==== Metin Bölümü ====

Maraş Katliamının üzerinden 46 yıl geçti. 19 Aralık 1978’de başlayıp, 26 Aralık 1978 ‘e kadar devam eden devlet içinde örgütlü yapıların eliyle 7 günde gerçekleşen Maraş Katliamında 120 kişi vahşi yöntemler kullanılarak katledildi, binin üzerinde insan yaralandı, 552 ev yakılarak tahrip edildi, 289 işyeri yağmalandı. Katliamın sona erdiği gün 26 Aralık 1978’de 13 ilde sıkıyönetim ilan edildi. Bu katliam da diğer Alevi katliamları gibi devletin gözetiminde gerçekleşmiş, şehirdeki kolluk kuvvetleri herhangi bir müdahalede bulunmamıştır. Bu yönüyle bu katliamın sorumlusu devletin kendisidir.

==== Veri Kayıtları ====

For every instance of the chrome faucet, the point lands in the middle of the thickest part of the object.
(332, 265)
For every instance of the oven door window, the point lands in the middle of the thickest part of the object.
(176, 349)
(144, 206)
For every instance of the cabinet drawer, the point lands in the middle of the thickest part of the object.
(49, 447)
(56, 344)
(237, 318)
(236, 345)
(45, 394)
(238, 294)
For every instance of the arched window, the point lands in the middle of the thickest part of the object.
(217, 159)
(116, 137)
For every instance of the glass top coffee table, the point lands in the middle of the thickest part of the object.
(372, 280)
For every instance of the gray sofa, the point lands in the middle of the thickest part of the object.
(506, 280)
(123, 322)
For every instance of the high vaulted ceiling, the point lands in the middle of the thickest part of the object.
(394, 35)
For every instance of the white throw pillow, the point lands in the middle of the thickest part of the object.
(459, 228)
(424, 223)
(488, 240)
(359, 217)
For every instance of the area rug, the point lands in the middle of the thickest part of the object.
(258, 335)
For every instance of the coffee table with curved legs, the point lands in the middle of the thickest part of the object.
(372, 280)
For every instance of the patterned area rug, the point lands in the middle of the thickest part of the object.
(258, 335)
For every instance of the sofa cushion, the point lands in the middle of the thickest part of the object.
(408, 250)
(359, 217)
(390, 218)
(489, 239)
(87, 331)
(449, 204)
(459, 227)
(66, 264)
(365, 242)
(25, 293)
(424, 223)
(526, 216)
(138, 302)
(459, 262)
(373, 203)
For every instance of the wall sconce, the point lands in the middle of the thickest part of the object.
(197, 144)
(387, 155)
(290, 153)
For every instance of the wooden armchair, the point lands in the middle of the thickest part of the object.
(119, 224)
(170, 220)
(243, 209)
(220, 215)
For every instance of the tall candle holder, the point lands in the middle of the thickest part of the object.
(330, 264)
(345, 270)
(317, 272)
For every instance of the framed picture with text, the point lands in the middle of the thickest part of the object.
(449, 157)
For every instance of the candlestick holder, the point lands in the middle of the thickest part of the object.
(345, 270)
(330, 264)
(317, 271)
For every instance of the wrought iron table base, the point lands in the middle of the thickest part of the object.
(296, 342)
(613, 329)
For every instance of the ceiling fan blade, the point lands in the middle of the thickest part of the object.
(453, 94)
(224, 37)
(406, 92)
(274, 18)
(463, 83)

====

◆ Sorular ve Görevler ◆
a. Maraş Katliamı metnine göre aşağıdaki soruları yanıtlayın.
(i) Katliam hangi tarihte başladı?
(ii) Katliamda kaç ev yakılarak tahrip edildi?
(iii) Katliamın sona erdiği gün kaç ilde sıkıyönetim ilan edildi?
b. Maraş Katliamı metnini, son cümlesinden sonrasını yazarak sürdürün.
Buradaki malzemenin Maraş Katliamı metniyle herhangi bir bağlantısı yoktur.

◆ Alıştırma Cevapları ◆
a.
(i) Katliam 19 Aralık 1978'de başladı.
(ii) Katliamda 552 ev yakılarak tahrip edildi.
(iii) Katliamın sona erdiği gün 13 ilde sıkıyönetim ilan edildi.

b.
Katliam faillerinin yargı önüne çıkarılmasında da her zaman olduğu gibi devletin cezasızlık politikası devreye konulmuştur. Katliamın önemli faillerinden 68 kişiye hiç ulaşılamamış hatta fail oldukları bilinen bazı kişiler milletvekili, bürokrat bile olabilmişlerdir. Faillerin bir kısmının yargılaması 23 yıl sürmüş ve sonrasında 1991 yılında yapılan yasal düzenleme ile tüm failler serbest kalmışlardır. Oysa Maraş Katliamı İnsanlığa Karşı İşlenmiş Suçlar kategorisindedir. Sonraki yıllarda da devlet Katliamla Yüzleşmek ve Onarıcı Adalet mekanizmalarını kurmak yerine Maraş’ta yapılmak istenen anmaları çeşitli gerekçelerle yasaklamıştır.
Sıklıkla darbelere ve geçmişte yaşanmış katliamlara atıfta bulunarak; darbelere karşı olduğunu ifade eden mevcut iktidar, 12 Eylül askeri darbesine giden yolda devletin gözü önünde Maraş’ta gerçekleştirilen bu katliamın sorumlularını bulma konusunda hiçbir çaba harcamayarak darbeleri “Allah’ın Lütfu” olarak gördüğünü bir kez daha kanıtlamıştır.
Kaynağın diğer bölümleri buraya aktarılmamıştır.